The March of Nines: Why Agent Skills Alone Won't Reach Production Reliability

Andrej Karpathy put a name to a pattern that every team running agents in production eventually meets: the march of nines. The original context was self-driving cars, but the math applies just as cleanly to agentic AI pipelines. Both are multi-step sequential systems where each step depends on the state the previous step left behind. Failure compounds. The gap from “works in a demo” to “works at scale” is not one more engineering effort. It is several more, each as large as the first, and each less visible than the last.

Figure 1 - Compounding failure rate table showing 10-step workflow success rates at 90%, 99%, 99.9%, and 99.99% per-step reliability, with failures per day at ten runs per day.

Figure 1 - The Compounding Failure Table: Each row represents one nine of reliability. Moving from the first nine (90%) to the second nine (99%) takes roughly the same engineering effort as getting from 0% to 90% in the first place. The 10-step count is a stand-in for any real pipeline; the principle is the same whether your workflow has six steps or sixteen.

The march of nines, properly attributed#

Karpathy’s quote, as recorded in Zvi Mowshowitz’s episode notes from the Dwarkesh podcast:

“Every single nine is the same amount of work. When you get a demo and something works 90% of the time, that’s just the first nine. Then you need the second nine, a third nine, a fourth nine, a fifth nine.”

He was talking about Waymo and Tesla, not Claude. The original passage: “It’s a march of nines (of reliability). Waymo isn’t economical yet, Tesla’s approach is more scalable, and to be truly done would mean people wouldn’t need a driver’s license anymore” [1].

The point: full self-driving reliability looks deceptively close once you have a working demo. The gap from a 90%-reliable demo to a 99.99%-reliable product is not 10% of the work. It is three more equally hard laps around the engineering track.

The same compounding shows up in agentic workflows. A 10-step pipeline at 90% per-step success completes the full chain about 35% of the time. At 99% per-step, that jumps to 90%. The numbers for the next two nines:

Per-Step Success	10-Step Success	Failures per Day (10 runs)
90%	34.9%	~6.5
99%	90.4%	~1
99.9%	99.0%	~1 every 10 days
99.99%	99.9%	~1 every 100 days

Real workflows may have fewer steps, or human checkpoints that partially reset the compounding. The principle holds either way. Sequential multi-step systems have compounding failure, and that compounding accelerates badly in the range where demos tend to live (90-95% per step). This is why your agent looks great on a Thursday afternoon and falls over in production the following Monday.

Why agent skills are the obvious and incomplete answer#

Skills are the natural first response. You encode your standard operating procedure as a Markdown file. Step one: extract the relevant data. Step two: classify it. Step three: load the relevant playbook. Step four through ten: proceed accordingly. The agent reads the skill, follows the steps, and your 90%-reliable demo becomes noticeably more consistent.

This is exactly what Anthropic productized on January 30, 2026, with the launch of Claude Cowork plugins. Eleven plugins were open-sourced at launch, covering productivity, enterprise search, sales, finance, data, legal, marketing, customer support, project management, and biology research. Each plugin bundles skills, connectors, slash commands, and sub-agents into a domain-specific package.
• • • • • • •
> What you need to do:
**a.** According to the article on the march of nines, on what date did Anthropic launch Claude Cowork plugins?
**b.** Sum up the article on the march of nines in two sentences.
**c.** Continue the article on the march of nines from its last sentence.
These records have nothing to do with the article on the march of nines.

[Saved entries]
• • • • • • •
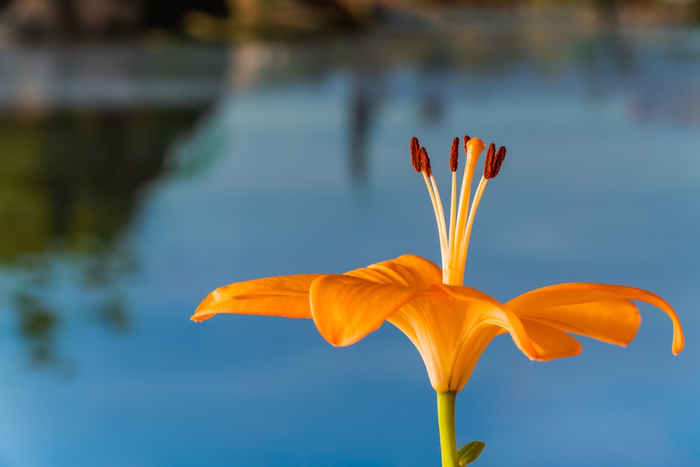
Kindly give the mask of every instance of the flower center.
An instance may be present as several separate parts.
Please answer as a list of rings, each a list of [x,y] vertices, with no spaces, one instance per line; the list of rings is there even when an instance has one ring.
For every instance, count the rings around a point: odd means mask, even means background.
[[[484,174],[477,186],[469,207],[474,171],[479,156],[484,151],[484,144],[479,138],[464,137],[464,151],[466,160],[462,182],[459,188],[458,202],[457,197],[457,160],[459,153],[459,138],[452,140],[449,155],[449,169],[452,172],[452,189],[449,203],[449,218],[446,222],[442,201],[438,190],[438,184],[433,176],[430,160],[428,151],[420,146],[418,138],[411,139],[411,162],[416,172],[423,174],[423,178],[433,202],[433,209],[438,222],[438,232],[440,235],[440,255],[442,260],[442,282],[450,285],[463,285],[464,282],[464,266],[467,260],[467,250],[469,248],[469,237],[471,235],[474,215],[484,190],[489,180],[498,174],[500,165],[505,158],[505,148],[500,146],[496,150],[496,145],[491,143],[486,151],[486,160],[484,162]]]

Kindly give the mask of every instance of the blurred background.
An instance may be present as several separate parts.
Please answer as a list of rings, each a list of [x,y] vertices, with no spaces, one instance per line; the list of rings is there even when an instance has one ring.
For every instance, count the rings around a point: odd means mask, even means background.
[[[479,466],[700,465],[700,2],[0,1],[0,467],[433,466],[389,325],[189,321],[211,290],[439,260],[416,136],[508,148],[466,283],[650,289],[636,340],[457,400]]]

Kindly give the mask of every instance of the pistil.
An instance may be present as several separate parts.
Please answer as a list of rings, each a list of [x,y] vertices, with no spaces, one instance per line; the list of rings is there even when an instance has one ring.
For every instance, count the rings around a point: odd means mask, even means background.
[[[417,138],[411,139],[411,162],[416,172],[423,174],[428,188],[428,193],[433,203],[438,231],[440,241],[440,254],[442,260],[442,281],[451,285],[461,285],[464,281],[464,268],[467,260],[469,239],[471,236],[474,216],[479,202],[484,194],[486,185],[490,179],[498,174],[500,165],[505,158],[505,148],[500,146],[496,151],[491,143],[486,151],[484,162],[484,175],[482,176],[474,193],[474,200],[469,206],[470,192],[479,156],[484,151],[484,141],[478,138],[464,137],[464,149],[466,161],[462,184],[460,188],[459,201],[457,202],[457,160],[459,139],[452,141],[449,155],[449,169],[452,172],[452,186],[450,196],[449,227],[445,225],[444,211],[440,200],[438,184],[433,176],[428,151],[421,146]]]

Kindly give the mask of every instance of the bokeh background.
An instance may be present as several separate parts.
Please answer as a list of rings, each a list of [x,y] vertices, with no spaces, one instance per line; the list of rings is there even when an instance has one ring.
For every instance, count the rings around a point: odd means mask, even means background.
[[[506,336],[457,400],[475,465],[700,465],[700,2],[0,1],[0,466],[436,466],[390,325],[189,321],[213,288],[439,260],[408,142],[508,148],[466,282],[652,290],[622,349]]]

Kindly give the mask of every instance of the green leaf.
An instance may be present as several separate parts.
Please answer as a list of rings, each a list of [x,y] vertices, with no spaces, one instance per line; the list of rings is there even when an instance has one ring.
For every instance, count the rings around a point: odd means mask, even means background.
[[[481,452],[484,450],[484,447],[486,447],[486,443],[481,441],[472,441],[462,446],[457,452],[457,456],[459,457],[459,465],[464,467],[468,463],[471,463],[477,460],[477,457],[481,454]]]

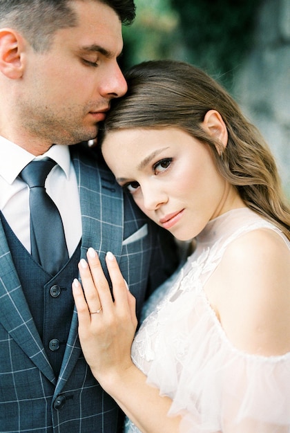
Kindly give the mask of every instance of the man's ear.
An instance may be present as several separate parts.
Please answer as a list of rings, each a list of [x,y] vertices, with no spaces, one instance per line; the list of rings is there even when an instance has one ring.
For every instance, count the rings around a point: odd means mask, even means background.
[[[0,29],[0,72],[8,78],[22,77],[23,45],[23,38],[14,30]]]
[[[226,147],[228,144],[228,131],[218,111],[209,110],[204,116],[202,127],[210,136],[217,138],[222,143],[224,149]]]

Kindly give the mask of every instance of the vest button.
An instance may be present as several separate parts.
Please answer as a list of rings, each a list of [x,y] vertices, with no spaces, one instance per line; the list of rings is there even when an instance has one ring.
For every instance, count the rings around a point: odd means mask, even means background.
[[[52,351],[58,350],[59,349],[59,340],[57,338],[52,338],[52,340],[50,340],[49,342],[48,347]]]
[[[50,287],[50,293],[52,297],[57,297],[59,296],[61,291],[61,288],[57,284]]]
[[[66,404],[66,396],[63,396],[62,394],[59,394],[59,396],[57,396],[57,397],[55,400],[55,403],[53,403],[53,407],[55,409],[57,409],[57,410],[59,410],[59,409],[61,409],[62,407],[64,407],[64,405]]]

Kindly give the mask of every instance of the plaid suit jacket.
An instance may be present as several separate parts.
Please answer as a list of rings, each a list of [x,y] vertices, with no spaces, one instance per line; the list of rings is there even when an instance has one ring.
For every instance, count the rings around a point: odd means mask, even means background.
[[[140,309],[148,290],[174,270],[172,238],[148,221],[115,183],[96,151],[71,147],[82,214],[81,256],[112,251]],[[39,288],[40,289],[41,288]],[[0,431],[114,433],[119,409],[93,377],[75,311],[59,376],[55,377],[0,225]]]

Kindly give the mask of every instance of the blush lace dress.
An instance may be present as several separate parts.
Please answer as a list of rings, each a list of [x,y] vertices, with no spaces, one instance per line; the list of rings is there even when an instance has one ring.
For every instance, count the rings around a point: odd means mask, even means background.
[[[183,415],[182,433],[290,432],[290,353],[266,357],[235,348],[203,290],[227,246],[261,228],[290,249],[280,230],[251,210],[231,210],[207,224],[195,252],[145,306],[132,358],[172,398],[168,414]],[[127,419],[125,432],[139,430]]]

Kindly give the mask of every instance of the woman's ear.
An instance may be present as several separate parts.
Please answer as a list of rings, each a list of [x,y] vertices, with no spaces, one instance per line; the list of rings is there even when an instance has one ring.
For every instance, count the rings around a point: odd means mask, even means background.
• • • • • • •
> Task results:
**a.** January 30, 2026.

**b.** The article applies Karpathy's "march of nines" to agent pipelines: each added nine of reliability takes as much work as the first, and failure compounds across steps, so a 10-step chain at 90% per-step success finishes only about 35% of the time. It then presents agent skills, which Anthropic packaged as Claude Cowork plugins on January 30, 2026, as the obvious but incomplete answer.

**c.**
The market read this as a structural threat to vertical SaaS. In the days that followed, roughly $285 billion in SaaS market cap evaporated: Thomson Reuters fell 18%, LegalZoom dropped 20%, Pearson lost 7%, and the S&P 500 software and services index was off roughly 8% [7], [8]. The market’s logic was: if an agent skill can encode a contract-review workflow in Markdown and execute it reliably, what is the value proposition of the dedicated SaaS tool?

The answer is in the reliability math.

SkillsBench tested 84 tasks across 11 domains against 7 frontier model configurations including Claude, GPT, and Gemini [2]. The result: a baseline average pass rate without skills of 24.3%, rising to 40.6% with curated skills [2]. A +16.2 percentage point improvement is real and worth having.

But average pass rates of 40.6% with curated skills means more than half of agent runs still fail even with the best available skills. And 16 of the 84 tasks showed a negative delta when skills were applied, meaning skills made those tasks perform worse, not better. Self-generated skills, on average, provided no benefit at all.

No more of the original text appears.